▶ _WHAT IS BEING ASKED_
Reproduce every entry below exactly, minus the pictures.

(EXTRACTED ENTRIES Opens)

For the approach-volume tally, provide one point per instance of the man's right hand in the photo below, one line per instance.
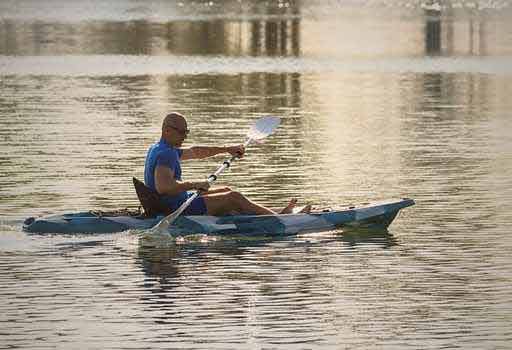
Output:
(202, 186)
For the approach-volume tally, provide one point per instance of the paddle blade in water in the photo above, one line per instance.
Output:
(263, 127)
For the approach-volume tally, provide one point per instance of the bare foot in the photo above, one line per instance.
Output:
(289, 208)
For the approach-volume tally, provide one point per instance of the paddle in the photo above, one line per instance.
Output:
(261, 129)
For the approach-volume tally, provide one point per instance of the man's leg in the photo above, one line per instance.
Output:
(224, 203)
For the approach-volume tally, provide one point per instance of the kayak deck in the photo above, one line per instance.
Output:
(377, 214)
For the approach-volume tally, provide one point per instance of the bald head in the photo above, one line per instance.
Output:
(174, 120)
(174, 129)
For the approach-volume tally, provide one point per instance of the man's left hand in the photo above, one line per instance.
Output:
(236, 151)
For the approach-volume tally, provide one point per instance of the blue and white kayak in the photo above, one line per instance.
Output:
(377, 214)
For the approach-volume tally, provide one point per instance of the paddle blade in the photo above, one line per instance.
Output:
(263, 127)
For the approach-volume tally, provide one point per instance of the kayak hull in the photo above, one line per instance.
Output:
(377, 214)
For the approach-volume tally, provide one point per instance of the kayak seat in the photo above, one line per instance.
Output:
(150, 200)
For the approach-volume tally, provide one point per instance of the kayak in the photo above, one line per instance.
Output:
(370, 215)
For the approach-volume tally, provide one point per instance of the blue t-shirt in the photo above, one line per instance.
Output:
(163, 154)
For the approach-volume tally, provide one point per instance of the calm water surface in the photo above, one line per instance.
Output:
(381, 100)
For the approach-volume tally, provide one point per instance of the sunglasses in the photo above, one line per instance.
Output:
(181, 131)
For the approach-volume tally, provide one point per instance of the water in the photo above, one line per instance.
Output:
(378, 100)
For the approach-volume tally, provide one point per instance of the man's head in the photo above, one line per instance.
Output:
(174, 129)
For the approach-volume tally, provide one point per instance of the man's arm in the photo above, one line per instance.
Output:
(166, 184)
(201, 152)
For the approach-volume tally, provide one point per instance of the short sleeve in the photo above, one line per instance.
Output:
(167, 159)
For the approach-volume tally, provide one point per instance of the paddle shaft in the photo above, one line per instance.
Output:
(212, 178)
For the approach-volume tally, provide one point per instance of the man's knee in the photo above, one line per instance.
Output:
(235, 196)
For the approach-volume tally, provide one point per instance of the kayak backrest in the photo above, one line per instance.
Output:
(150, 200)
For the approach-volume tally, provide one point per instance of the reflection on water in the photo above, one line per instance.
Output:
(377, 100)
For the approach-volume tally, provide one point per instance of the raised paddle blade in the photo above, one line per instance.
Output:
(263, 127)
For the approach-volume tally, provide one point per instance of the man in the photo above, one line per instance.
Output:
(162, 173)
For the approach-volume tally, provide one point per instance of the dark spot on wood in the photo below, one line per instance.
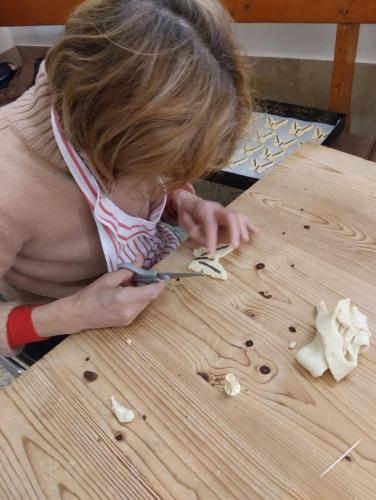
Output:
(204, 375)
(265, 370)
(119, 436)
(250, 314)
(90, 376)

(EXTRACTED ENTRIES Closes)

▶ _FINAL ANSWER_
For the approach-volume tally, provide one point per instance of the man's right hand in the photo below, one line per instance.
Output:
(202, 186)
For the approach-volume tally, provide one point per instance of the paddle blade in water in the photo above, one line per instance.
Output:
(263, 127)
For the approach-volume tally, provide one point per instance of the bare foot in the photo above, one line per instance.
Output:
(289, 208)
For the approach-volume tally, provide one point per instance of the paddle in the photo above, one line per instance.
Output:
(261, 129)
For the approach-volume tally, provide one point per instance of the man's leg in the photo above, one line per instance.
Output:
(224, 203)
For the approach-volume tally, provide one point per instance of the kayak deck in the photo above, one line per instance.
Output:
(377, 214)
For the approach-volume tally, provide one point per instance of the bald head in the photo above, one line per instance.
Output:
(174, 120)
(174, 129)
For the approach-volume tally, provide one point per instance of the man's left hand in the photo above, one line per instance.
Output:
(236, 151)
For the approach-volume tally, provide one point per instance of the blue and white kayak in the photo above, one line per instance.
Output:
(377, 214)
For the approach-volume tally, provide one point per instance of the paddle blade in the photo above, one line per instance.
Output:
(263, 127)
For the approach-volume tally, provide one point per instance of the kayak hull in the photo above, one line per instance.
Output:
(377, 214)
For the approach-volume tally, provide one point per instance of the kayak seat in the photo above, one line per instance.
Output:
(150, 200)
For the approach-volume tally, provide one point per instance of the kayak in the photo above, one line per instance.
Output:
(370, 215)
For the approach-volume tally, provide one point per instance of the blue t-shirt in the photo above, one line per instance.
Output:
(163, 154)
For the approach-volume tally, provide one point per instance of the calm water surface in the photo above, one line per instance.
Output:
(381, 100)
For the approach-volume tally, provide one point per instance of the sunglasses in the photo above, one line per instance.
Output:
(181, 131)
For the approach-volume tally, provide one point per instance of the water in the photo above, one line per instance.
Output:
(378, 100)
For the approach-volume tally, provide one point per instance of the man's head in the photo above, one line per instance.
Output:
(174, 129)
For the approach-volume tally, provide one point per instance of the man's arm in the photo above, one line per instance.
Output:
(166, 184)
(201, 152)
For the approach-volume tally, provide one point per instance of the short sleeve in the photo above, one line per instance.
Output:
(167, 159)
For the approach-volume tally, provide one point per instance of the paddle shaft in the photo above, one line per instance.
Output:
(212, 178)
For the approach-volume tally, provide one point per instance of the man's knee in the photo above, one line per instance.
Output:
(235, 196)
For the approach-volume tally, provide one point per instance of the kayak backrest in the photo above, one line per instance.
Output:
(150, 200)
For the approach-volume tally, provide one point per instance of the reflection on water in the photo above, one line per instance.
Output:
(377, 100)
For the approach-volume tally, provide one point per instance of the raised paddle blade in the photo above, one line per instance.
Output:
(263, 127)
For the approach-volume tally, provide one point per instance of the man in the photo above, one line per instance.
Output:
(162, 173)
For the approach-volume tally, provide one point per instance of the dark spot on wood in the photo below, one line per instance.
Output:
(204, 375)
(265, 370)
(119, 436)
(250, 314)
(90, 376)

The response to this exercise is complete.